Data shown –
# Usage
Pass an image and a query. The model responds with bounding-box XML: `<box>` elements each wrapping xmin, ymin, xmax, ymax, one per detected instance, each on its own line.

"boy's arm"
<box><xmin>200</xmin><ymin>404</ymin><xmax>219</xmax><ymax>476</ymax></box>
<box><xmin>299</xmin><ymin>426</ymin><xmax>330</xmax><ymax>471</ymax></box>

Aim –
Rewrite all the records with "boy's arm" replaced by "child's arm", leaving everything else unchanged.

Answer for this exercise –
# Usage
Pass an image and a query. The model responds with bounding-box XML: `<box>` elements each wrapping xmin, ymin, xmax, ymax, one per detected instance, each on its own line.

"child's arm"
<box><xmin>200</xmin><ymin>404</ymin><xmax>219</xmax><ymax>476</ymax></box>
<box><xmin>299</xmin><ymin>426</ymin><xmax>330</xmax><ymax>471</ymax></box>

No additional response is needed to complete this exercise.